YOUR OBJECTIVE:
Please repeat the items from the line with "Crop-scouting request: mark the green" up to and including the last line of the items, swapping "field log" for "scouting log" and keeping all else unchanged.

DATA TO PROCESS:
— START —

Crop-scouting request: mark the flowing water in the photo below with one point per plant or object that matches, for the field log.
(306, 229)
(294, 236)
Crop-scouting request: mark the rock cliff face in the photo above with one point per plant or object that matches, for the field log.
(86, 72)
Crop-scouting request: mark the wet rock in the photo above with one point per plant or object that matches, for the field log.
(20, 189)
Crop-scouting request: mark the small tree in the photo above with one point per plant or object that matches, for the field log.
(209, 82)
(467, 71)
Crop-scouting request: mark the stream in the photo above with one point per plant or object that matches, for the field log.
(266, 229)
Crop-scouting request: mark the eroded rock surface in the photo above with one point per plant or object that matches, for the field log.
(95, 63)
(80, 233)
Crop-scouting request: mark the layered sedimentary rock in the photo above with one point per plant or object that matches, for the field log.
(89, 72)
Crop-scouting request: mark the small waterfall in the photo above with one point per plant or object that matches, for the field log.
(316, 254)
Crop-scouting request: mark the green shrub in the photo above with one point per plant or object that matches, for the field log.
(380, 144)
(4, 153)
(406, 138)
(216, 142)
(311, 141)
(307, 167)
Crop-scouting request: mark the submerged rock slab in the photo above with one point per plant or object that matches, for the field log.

— END —

SOLUTION BELOW:
Crop-scouting request: mark the green shrub in the photo above with one point per plant or object that matches, for the scouting log.
(380, 144)
(4, 153)
(406, 138)
(216, 142)
(311, 141)
(307, 167)
Crop-scouting request: mark the submerged rock slab in the photo above with one point per plant or object that matches, for the scouting log.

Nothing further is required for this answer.